Work instruction: Find the lines below in which the string "every" occurs. Copy each one.

========================================================================

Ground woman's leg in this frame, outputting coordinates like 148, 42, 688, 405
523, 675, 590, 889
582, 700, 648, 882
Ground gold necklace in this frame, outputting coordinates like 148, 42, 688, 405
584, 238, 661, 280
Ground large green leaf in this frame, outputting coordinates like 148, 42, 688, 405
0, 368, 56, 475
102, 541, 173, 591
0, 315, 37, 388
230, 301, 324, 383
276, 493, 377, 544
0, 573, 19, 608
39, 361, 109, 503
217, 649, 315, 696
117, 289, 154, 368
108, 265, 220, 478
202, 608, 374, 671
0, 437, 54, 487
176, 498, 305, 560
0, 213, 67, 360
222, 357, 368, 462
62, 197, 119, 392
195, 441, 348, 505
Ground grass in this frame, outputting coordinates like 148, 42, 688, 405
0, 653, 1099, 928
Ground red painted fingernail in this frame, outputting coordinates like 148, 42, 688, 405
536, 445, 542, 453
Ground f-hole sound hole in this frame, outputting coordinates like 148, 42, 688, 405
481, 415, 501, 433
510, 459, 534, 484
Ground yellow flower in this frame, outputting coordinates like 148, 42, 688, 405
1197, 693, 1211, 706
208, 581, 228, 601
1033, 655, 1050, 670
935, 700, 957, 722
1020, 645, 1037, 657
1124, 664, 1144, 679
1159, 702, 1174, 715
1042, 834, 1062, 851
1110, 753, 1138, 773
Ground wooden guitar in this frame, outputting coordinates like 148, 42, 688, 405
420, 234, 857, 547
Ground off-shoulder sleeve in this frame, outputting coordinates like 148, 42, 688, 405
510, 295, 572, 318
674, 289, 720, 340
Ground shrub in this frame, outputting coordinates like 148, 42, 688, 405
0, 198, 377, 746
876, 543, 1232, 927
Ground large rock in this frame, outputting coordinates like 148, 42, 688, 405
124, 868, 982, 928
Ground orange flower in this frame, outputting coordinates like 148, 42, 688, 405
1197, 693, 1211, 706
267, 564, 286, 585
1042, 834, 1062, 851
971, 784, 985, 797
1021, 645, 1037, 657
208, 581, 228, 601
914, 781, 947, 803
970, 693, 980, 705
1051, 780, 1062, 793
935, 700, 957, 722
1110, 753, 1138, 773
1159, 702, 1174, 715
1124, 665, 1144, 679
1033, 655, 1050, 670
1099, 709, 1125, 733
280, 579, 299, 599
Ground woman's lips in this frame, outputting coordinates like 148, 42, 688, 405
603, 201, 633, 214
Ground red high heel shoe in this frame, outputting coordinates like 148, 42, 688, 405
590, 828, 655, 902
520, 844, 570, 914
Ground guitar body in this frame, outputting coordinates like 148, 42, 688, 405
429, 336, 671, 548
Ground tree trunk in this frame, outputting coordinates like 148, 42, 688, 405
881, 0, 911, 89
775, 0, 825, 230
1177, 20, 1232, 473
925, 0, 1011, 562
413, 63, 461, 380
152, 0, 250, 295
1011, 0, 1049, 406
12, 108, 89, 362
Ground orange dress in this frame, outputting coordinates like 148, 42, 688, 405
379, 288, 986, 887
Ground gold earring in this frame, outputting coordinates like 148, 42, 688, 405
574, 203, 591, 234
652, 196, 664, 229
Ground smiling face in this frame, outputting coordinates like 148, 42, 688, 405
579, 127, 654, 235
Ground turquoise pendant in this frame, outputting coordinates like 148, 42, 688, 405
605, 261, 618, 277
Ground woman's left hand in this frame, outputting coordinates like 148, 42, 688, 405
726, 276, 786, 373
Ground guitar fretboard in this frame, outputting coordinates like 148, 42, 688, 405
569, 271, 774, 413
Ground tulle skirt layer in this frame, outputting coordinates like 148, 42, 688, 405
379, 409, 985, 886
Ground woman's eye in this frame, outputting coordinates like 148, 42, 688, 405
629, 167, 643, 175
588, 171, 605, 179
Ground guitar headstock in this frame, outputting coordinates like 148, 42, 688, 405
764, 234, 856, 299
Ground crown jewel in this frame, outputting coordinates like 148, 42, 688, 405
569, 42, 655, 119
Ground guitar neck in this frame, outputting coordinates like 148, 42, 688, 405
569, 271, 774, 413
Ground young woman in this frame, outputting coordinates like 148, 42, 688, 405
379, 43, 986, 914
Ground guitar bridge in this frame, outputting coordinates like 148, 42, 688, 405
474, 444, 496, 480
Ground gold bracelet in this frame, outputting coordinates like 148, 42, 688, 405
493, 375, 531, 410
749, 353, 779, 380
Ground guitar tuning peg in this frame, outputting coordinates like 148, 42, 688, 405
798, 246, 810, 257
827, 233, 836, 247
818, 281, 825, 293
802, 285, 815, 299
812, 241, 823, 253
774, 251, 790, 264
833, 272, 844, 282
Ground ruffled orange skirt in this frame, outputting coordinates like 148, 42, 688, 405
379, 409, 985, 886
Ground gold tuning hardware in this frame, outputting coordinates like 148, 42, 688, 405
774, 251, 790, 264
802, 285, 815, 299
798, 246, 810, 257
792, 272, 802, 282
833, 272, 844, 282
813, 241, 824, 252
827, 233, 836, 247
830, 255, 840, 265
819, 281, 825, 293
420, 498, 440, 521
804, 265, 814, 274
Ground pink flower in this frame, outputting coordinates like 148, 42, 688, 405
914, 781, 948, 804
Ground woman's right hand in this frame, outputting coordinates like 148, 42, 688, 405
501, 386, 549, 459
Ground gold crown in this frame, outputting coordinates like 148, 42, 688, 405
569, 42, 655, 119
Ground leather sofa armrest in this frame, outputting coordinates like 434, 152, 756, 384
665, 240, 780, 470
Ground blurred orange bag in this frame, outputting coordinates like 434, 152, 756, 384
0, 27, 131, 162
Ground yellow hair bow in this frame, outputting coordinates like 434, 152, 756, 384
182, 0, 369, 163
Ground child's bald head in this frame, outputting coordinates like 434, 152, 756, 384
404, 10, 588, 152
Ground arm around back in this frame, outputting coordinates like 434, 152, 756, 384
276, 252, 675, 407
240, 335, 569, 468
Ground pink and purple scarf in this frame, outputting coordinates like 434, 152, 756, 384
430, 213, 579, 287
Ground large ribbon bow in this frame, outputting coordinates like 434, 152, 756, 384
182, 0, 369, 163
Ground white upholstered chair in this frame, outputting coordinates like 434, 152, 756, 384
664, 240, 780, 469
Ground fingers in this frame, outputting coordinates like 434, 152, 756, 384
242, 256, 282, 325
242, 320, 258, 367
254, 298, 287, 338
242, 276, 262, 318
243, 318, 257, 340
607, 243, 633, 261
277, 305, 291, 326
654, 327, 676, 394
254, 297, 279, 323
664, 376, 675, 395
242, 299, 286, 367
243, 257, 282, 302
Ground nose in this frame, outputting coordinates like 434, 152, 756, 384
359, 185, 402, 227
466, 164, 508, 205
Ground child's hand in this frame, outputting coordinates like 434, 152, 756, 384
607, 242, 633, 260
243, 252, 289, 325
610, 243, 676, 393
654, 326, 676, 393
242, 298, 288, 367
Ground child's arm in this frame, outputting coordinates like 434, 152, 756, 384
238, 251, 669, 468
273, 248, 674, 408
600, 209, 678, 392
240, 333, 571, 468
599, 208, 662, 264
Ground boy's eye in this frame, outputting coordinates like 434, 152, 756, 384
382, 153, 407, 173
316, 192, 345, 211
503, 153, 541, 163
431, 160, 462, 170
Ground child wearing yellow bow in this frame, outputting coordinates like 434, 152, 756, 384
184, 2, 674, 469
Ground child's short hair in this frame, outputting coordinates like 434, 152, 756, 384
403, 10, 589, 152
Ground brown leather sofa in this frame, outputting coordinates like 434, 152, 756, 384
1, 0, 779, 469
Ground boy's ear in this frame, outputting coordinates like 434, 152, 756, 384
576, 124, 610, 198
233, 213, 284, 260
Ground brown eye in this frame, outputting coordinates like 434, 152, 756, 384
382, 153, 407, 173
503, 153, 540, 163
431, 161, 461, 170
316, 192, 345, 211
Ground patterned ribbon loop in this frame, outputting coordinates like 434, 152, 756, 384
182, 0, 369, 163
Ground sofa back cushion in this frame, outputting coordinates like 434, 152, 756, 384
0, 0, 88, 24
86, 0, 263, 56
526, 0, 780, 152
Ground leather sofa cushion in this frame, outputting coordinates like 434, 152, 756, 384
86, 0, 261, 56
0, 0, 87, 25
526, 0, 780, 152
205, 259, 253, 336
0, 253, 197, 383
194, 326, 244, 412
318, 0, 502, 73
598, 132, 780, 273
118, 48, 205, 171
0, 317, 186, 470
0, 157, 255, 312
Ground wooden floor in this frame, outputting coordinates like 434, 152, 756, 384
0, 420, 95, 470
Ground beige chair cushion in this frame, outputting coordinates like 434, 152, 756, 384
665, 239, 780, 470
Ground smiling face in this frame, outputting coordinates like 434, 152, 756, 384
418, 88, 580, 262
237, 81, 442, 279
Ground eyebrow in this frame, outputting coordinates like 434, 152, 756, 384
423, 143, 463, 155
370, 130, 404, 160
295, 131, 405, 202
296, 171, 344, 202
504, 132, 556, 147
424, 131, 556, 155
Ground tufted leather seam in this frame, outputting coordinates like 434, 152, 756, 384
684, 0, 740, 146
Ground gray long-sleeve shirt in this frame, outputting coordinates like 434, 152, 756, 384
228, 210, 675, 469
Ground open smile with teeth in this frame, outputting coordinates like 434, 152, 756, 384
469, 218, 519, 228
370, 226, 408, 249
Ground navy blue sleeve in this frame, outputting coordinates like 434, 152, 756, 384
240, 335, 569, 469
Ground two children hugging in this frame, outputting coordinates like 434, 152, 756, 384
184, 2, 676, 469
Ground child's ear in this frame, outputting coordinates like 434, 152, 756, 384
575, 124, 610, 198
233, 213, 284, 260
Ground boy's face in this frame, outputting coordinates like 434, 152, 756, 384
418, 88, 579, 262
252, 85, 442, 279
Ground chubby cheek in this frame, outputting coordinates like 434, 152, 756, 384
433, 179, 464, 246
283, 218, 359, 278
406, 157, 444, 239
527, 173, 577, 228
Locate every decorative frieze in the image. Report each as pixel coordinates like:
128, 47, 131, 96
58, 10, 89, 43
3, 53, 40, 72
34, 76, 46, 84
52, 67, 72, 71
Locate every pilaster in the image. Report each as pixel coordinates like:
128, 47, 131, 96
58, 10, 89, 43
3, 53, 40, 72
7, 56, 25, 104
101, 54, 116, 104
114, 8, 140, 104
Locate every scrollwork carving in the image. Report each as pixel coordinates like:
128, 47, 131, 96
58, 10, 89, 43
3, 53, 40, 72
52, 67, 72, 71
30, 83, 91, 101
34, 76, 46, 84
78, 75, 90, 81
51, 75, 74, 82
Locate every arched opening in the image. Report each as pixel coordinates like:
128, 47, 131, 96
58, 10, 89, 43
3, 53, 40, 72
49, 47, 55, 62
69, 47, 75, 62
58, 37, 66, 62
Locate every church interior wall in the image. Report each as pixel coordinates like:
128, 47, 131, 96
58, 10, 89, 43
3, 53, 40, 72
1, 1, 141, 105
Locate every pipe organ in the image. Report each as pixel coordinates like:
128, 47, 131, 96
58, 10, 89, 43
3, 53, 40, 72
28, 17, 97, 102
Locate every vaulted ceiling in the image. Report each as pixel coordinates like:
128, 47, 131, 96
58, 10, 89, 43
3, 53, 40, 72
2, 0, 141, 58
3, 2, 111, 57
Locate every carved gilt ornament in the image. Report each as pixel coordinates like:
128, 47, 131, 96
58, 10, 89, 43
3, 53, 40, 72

========================================================================

Response:
Locate every decorative frieze in the image. Report each as pixel coordinates like:
Locate every pilaster in the image. Report each as pixel coordinates like:
Locate every scrollwork carving in the image. Report each as pixel coordinates like:
Locate every arched opening in the image. Report each as pixel coordinates like:
Locate every church interior wall in the image. Report each as pixel coordinates like:
Locate every pipe organ in the image. Report each as pixel coordinates like:
Locate every vaulted ceiling in the image. Report each as pixel coordinates like:
Locate every carved gilt ornament in the image. Report each as pixel coordinates like:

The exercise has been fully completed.